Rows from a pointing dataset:
-- start --
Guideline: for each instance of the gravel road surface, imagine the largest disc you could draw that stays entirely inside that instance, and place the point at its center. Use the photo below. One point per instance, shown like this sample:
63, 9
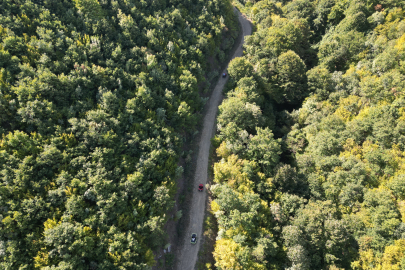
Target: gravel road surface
187, 254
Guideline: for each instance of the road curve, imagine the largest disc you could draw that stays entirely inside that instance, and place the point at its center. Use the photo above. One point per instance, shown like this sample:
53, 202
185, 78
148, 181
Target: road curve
187, 255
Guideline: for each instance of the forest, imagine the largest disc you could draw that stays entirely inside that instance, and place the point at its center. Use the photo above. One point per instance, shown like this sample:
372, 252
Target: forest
97, 98
310, 143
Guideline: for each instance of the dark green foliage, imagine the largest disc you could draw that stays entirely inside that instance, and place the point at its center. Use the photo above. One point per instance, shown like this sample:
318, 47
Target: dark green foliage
328, 78
94, 95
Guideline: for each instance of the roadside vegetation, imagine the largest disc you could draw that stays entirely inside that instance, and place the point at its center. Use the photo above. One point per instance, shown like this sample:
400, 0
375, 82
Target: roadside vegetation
312, 141
96, 100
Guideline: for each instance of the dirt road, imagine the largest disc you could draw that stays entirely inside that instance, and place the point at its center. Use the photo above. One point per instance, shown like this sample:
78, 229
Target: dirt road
187, 256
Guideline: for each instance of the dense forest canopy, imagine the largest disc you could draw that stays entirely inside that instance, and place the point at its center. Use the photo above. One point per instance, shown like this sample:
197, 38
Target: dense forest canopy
95, 99
311, 139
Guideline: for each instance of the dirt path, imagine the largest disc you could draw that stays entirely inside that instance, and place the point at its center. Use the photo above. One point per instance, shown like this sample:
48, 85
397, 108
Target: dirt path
187, 256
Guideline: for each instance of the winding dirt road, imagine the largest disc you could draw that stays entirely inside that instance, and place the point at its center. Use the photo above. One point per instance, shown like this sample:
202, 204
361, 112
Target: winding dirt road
187, 255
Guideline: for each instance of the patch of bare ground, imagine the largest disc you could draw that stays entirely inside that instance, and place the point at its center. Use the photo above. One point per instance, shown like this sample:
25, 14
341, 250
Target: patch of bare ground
178, 216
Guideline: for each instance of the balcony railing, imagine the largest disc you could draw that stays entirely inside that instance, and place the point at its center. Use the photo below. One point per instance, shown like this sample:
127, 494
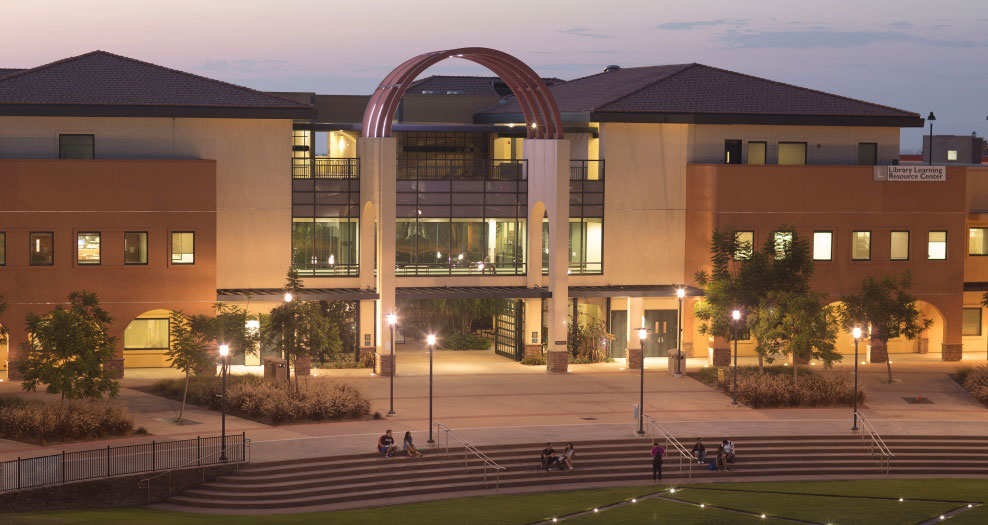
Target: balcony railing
462, 169
325, 168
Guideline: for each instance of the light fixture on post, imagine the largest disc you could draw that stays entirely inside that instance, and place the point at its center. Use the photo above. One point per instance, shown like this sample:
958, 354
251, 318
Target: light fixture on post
392, 321
681, 295
736, 316
856, 332
431, 341
642, 334
225, 356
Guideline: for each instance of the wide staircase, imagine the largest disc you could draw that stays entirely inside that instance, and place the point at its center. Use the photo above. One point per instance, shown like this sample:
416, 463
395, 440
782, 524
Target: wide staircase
369, 479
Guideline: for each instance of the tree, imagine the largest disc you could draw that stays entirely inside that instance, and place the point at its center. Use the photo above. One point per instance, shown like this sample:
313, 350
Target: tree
191, 336
67, 348
887, 307
797, 324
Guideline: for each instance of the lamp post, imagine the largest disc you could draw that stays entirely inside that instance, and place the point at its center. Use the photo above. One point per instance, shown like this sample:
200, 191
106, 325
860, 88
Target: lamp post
856, 332
225, 355
642, 334
392, 321
736, 316
681, 294
431, 341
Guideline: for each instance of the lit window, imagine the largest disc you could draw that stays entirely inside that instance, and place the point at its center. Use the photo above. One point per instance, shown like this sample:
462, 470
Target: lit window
42, 248
183, 248
783, 244
899, 246
135, 247
977, 242
88, 248
756, 152
792, 153
823, 243
937, 246
860, 246
744, 245
971, 322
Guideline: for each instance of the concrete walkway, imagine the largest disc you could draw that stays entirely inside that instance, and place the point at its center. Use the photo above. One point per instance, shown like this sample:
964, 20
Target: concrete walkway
489, 399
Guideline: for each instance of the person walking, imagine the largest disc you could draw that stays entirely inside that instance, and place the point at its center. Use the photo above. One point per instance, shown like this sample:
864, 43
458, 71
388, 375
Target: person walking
657, 453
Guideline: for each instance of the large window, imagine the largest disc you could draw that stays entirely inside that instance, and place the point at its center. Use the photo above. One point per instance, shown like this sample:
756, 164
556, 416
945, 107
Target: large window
135, 247
899, 246
146, 334
860, 246
42, 248
183, 248
87, 248
971, 322
977, 241
867, 153
76, 146
792, 153
757, 152
823, 246
937, 246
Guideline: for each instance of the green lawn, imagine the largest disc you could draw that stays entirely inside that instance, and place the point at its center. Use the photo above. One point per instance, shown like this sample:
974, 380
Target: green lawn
844, 502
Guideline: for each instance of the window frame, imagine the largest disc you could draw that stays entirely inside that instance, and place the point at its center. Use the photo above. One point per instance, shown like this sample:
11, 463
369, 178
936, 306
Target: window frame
171, 248
830, 257
946, 239
909, 241
99, 262
147, 248
852, 245
59, 139
30, 237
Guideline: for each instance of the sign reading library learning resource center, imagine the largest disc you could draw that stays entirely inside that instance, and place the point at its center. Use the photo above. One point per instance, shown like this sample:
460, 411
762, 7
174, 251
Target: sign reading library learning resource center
911, 173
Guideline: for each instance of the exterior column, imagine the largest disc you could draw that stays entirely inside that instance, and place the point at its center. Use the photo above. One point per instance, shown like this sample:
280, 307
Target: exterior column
378, 172
548, 183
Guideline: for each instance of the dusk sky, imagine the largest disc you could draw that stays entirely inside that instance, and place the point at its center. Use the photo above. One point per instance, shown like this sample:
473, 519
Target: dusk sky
919, 56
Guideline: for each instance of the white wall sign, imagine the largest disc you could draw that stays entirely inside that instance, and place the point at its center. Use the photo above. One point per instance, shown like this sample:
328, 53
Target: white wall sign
911, 173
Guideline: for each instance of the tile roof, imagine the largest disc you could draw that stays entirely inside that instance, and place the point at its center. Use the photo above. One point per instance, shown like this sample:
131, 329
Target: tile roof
466, 85
104, 83
701, 92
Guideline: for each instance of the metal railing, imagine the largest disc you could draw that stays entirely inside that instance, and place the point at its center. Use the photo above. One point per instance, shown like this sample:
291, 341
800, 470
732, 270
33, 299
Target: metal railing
55, 469
211, 460
654, 427
487, 462
884, 454
325, 168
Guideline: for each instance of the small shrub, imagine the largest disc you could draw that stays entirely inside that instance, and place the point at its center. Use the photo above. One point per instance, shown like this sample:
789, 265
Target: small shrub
465, 342
52, 421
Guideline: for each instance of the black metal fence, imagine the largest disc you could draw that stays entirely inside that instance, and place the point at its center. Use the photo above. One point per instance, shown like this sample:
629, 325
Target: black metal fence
22, 473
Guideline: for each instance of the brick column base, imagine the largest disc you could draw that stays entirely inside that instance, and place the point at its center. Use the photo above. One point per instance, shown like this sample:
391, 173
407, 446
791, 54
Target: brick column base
719, 357
877, 352
114, 367
383, 365
952, 352
634, 358
556, 361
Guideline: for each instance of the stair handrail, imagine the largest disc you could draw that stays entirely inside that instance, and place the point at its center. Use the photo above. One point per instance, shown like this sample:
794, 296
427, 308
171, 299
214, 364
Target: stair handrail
654, 426
885, 461
469, 448
146, 482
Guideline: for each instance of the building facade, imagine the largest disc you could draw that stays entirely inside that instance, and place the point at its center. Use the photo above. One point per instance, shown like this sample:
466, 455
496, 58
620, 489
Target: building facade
197, 191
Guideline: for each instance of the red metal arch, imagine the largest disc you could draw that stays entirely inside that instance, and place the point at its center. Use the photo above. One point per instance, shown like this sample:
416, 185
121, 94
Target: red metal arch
537, 104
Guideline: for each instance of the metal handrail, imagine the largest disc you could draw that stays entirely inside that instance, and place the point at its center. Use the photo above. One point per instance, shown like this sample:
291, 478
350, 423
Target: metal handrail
467, 447
885, 461
654, 425
146, 482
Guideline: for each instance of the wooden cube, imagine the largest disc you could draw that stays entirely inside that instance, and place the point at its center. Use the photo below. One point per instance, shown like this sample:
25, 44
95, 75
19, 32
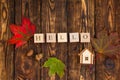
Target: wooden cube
74, 37
62, 37
85, 37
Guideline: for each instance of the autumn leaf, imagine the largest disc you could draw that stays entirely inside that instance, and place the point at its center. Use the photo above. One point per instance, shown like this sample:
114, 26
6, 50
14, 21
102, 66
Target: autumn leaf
55, 66
107, 45
22, 33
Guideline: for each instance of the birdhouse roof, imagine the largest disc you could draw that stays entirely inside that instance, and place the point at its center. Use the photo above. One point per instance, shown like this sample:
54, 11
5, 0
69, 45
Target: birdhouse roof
84, 51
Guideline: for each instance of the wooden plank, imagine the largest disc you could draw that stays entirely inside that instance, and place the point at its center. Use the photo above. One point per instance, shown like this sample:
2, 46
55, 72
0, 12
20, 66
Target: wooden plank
25, 65
6, 56
87, 25
99, 26
74, 24
61, 27
35, 16
106, 20
48, 22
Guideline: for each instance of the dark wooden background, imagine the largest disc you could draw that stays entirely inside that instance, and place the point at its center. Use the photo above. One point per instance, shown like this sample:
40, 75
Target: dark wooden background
56, 16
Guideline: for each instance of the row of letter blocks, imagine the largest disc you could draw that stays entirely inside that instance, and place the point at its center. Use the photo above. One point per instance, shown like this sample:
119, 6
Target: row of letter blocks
61, 37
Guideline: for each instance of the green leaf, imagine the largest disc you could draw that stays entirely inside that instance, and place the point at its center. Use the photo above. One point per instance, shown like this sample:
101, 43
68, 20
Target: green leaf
55, 66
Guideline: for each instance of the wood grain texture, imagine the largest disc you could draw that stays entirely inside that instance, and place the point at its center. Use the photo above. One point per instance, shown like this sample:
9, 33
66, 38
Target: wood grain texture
6, 51
74, 25
61, 27
54, 16
105, 20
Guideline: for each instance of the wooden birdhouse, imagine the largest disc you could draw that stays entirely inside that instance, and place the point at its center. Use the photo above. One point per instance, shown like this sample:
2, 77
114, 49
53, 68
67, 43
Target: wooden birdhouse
86, 57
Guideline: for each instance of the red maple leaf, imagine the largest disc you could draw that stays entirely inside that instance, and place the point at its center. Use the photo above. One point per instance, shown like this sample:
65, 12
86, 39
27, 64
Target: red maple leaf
22, 33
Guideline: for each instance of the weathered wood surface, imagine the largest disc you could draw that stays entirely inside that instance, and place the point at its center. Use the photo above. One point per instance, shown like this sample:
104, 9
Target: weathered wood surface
51, 16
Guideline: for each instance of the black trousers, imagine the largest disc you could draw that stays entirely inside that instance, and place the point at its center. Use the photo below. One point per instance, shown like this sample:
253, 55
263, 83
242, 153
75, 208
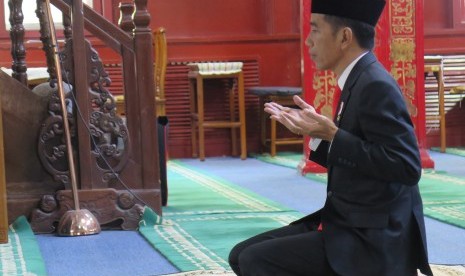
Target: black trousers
291, 250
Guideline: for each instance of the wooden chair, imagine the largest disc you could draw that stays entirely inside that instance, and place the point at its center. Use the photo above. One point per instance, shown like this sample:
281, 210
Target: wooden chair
434, 65
229, 71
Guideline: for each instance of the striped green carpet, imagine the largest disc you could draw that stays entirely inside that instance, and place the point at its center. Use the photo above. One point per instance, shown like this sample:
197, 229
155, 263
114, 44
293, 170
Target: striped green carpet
189, 232
443, 195
21, 255
455, 151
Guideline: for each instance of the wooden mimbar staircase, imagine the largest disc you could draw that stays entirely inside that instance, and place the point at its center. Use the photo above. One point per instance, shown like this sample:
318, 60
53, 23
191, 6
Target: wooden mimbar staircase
117, 160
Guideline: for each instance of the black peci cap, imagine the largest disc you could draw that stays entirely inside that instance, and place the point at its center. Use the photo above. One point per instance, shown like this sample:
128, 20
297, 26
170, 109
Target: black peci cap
367, 11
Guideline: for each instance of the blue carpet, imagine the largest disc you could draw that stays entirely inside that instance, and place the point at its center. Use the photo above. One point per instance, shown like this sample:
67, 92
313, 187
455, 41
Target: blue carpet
126, 253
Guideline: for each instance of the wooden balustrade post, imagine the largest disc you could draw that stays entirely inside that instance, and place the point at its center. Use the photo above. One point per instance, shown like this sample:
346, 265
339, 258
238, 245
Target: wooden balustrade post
18, 52
145, 97
67, 28
125, 17
45, 37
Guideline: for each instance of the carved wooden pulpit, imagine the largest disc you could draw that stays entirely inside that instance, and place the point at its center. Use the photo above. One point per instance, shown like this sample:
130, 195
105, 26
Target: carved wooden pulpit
118, 170
399, 47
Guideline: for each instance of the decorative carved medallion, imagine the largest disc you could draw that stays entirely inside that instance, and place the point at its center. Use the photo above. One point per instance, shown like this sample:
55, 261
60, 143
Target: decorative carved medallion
107, 131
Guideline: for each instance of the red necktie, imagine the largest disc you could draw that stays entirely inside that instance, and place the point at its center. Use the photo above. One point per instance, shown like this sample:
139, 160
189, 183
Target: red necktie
336, 98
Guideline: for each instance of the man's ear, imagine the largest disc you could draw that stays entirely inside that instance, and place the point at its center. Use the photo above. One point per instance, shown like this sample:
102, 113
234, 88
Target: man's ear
347, 37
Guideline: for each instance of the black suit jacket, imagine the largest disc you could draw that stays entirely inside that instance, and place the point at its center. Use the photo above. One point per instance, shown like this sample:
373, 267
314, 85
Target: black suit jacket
373, 212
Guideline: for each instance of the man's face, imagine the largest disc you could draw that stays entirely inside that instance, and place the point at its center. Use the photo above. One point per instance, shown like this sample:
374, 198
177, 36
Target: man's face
323, 43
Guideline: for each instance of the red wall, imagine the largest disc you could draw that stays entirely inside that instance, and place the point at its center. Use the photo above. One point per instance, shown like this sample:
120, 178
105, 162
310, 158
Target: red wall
266, 31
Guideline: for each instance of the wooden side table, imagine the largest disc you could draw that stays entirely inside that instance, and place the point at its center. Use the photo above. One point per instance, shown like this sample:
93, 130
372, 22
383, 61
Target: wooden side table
198, 73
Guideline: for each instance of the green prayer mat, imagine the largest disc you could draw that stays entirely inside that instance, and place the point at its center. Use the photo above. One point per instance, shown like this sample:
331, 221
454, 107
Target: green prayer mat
454, 151
21, 255
206, 217
443, 195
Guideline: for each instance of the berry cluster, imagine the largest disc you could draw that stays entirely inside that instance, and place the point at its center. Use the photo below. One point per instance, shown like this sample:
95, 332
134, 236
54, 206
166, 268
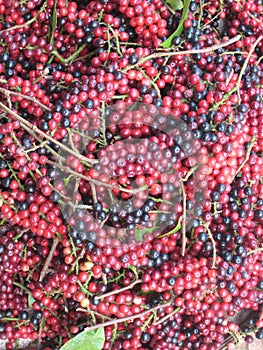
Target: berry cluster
131, 191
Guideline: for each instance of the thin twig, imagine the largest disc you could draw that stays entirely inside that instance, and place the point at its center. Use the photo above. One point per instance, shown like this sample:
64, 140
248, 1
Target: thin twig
93, 192
247, 155
117, 291
26, 23
128, 318
186, 52
81, 309
49, 258
246, 63
161, 320
210, 235
31, 99
97, 182
40, 132
183, 226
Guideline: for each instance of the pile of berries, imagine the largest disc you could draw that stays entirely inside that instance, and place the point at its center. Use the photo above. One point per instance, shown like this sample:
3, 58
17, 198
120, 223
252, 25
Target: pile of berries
131, 172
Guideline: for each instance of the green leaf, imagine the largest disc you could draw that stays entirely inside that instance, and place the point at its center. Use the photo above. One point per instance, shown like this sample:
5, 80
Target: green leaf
169, 42
86, 340
175, 4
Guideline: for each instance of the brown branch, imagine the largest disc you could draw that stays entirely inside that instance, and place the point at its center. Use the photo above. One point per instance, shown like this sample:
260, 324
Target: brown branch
97, 182
246, 63
183, 225
185, 52
35, 129
117, 291
128, 318
31, 99
49, 258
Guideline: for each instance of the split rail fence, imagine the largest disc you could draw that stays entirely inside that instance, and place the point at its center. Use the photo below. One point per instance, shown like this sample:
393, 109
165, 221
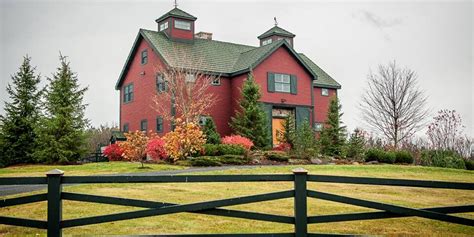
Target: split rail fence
54, 196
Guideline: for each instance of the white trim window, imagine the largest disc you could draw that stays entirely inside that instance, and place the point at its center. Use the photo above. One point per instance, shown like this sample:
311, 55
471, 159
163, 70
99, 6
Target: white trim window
163, 26
216, 82
182, 25
324, 92
282, 83
267, 41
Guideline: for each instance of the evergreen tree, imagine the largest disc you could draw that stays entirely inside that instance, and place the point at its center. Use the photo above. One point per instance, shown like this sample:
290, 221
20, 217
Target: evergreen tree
333, 135
62, 136
250, 120
210, 130
21, 116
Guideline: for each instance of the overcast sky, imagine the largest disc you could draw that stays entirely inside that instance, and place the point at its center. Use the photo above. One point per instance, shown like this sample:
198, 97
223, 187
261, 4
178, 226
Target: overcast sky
346, 38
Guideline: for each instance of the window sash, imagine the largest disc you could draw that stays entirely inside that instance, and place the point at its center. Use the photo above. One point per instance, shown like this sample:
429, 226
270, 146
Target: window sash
182, 25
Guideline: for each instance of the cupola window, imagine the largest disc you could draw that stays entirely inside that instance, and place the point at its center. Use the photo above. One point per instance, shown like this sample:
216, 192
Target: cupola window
183, 25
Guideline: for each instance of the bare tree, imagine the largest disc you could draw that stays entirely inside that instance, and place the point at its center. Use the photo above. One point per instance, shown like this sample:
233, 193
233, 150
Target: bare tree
446, 133
185, 88
392, 104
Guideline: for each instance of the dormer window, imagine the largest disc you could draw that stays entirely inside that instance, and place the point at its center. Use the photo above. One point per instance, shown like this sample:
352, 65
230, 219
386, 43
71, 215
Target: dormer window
182, 25
267, 41
163, 26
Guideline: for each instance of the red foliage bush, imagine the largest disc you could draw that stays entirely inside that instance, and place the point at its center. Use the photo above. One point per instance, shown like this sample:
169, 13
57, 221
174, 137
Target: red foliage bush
238, 140
156, 149
283, 147
113, 152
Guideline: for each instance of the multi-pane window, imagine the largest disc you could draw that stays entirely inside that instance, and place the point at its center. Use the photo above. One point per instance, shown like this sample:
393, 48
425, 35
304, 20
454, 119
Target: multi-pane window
-- end --
Short task:
Please extract exactly, and only, the lines from the line containing "Guideline: for each instance of the window sash, imagine" through the last line of the records.

Exercise response:
Guideline: for each instance of the window sash, imagine the largest disc you could draw that stays entirely inside that instance, and place the point at its center. Use the photo above. One point per instance, shown like this sample:
429, 226
270, 146
Target: window sash
182, 25
Guideline: for each instance of the cupola window, imagine the largest disc you could draw that stays entirely inside that instance, and place the point at its center. Use the photo above. One point per instance, shown like this sample:
216, 192
Target: cupola window
183, 25
Guideline: for each instance of the bare tree, imagine the largest disc you could draw that stays entirely inside that instance, and place the point at its center. Use the photo above. One point per instance, shown like this sample:
233, 193
233, 150
Target: bare tree
446, 133
185, 88
392, 104
Guideline: for each instance of the dormer window, imagine the largest disc you could draw that stays entirely inside that instance, and place the point at its center. Use the photo above. One point per instance, shown like this sample:
352, 65
230, 219
386, 43
71, 215
Target: dormer window
182, 25
267, 41
163, 26
Guideline: for each instance of the red foliage bush, imagine the largest disc you could draw that stays entirely inside that instance, and place the point at its center. Use the photo above. One point per instance, shown like this sample:
169, 13
57, 221
174, 137
Target: red foliage bush
238, 140
156, 149
283, 147
113, 152
Guideline: for each instance of the multi-pane window, imagine the largest disc you could draw that stays entirely inside that instance, and place the point at its center. Use the photo above. One point per instance, shown like this sample:
393, 48
425, 35
304, 20
454, 119
Target: multi-pane window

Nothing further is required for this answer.